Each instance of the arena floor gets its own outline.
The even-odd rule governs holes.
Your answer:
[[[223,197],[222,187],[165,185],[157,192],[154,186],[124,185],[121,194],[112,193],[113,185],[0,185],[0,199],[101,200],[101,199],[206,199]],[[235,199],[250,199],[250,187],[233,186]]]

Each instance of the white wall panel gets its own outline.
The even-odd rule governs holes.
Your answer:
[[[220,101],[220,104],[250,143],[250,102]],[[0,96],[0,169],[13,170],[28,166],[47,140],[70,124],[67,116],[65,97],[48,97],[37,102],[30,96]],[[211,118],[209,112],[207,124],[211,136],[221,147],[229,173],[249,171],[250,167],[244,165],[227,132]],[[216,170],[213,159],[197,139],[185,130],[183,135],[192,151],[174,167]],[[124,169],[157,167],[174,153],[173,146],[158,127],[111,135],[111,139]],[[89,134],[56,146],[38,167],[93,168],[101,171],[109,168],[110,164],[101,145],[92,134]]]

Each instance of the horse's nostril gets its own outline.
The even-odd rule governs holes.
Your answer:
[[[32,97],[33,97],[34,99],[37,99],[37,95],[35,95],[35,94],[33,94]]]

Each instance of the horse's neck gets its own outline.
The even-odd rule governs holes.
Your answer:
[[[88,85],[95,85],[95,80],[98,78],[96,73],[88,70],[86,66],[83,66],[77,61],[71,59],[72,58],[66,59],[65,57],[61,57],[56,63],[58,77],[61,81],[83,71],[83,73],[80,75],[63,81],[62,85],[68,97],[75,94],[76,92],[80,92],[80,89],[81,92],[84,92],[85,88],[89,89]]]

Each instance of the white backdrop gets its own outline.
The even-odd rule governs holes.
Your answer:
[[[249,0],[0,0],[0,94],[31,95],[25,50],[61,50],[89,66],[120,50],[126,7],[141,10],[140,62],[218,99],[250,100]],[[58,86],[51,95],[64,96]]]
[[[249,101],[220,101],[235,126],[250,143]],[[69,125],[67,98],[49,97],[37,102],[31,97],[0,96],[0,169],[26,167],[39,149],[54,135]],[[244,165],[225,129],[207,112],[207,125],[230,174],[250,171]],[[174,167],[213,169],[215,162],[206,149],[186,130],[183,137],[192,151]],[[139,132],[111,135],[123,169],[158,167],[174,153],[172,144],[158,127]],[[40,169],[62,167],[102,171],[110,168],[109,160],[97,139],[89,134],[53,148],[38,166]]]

-- Task requirements --
Line by line, restate the data exactly.

-- Result of this task --
Each instance of the arena floor gets its own outline.
The even-odd rule governs holes.
Your answer:
[[[223,197],[222,187],[165,185],[157,192],[154,186],[124,185],[121,194],[112,193],[113,185],[0,185],[0,199],[101,200],[101,199],[206,199]],[[235,199],[250,199],[250,187],[233,186]]]

Each instance of the white wall panel gets its own outline.
The even-odd rule governs holes.
Your answer:
[[[220,101],[220,104],[250,143],[250,102]],[[0,96],[0,169],[13,170],[28,166],[47,140],[70,124],[67,116],[65,97],[48,97],[37,102],[30,96]],[[211,118],[209,112],[207,124],[211,136],[221,147],[229,173],[249,171],[250,167],[244,165],[227,132]],[[216,170],[213,159],[197,139],[185,130],[183,135],[192,151],[174,167]],[[124,169],[157,167],[174,153],[173,146],[158,127],[111,135],[111,139]],[[89,134],[56,146],[38,167],[93,168],[101,171],[109,168],[110,164],[101,145],[92,134]]]

Each instance of the horse's nostril gets its own outline.
The even-odd rule governs holes.
Your answer:
[[[32,97],[33,97],[34,99],[37,99],[37,95],[35,95],[35,94],[33,94]]]

Each instance of the horse's neck gets its own outline.
The even-odd rule governs holes.
Your answer:
[[[88,85],[95,85],[95,80],[98,78],[96,73],[88,70],[86,66],[83,66],[77,61],[71,59],[72,58],[66,59],[65,57],[61,57],[56,63],[58,77],[61,81],[83,71],[83,73],[80,75],[63,81],[62,85],[68,97],[75,94],[76,92],[80,92],[80,89],[81,92],[84,92],[85,88],[89,89]]]

Each instance of the white backdrop gets its own outline.
The even-odd rule governs holes.
Your answer:
[[[249,0],[0,0],[0,94],[31,95],[25,50],[61,50],[89,66],[120,50],[126,7],[141,10],[140,62],[218,99],[250,100]],[[58,86],[51,95],[64,96]]]
[[[249,101],[220,101],[235,126],[250,143]],[[69,125],[67,98],[49,97],[37,102],[31,97],[0,96],[0,169],[26,167],[39,149],[54,135]],[[244,165],[225,129],[207,112],[207,125],[230,174],[250,171]],[[174,167],[213,169],[215,162],[206,149],[186,130],[183,137],[192,151]],[[139,132],[111,135],[123,169],[158,167],[174,153],[172,144],[158,127]],[[40,169],[62,167],[102,171],[110,168],[109,160],[97,139],[89,134],[53,148],[38,166]]]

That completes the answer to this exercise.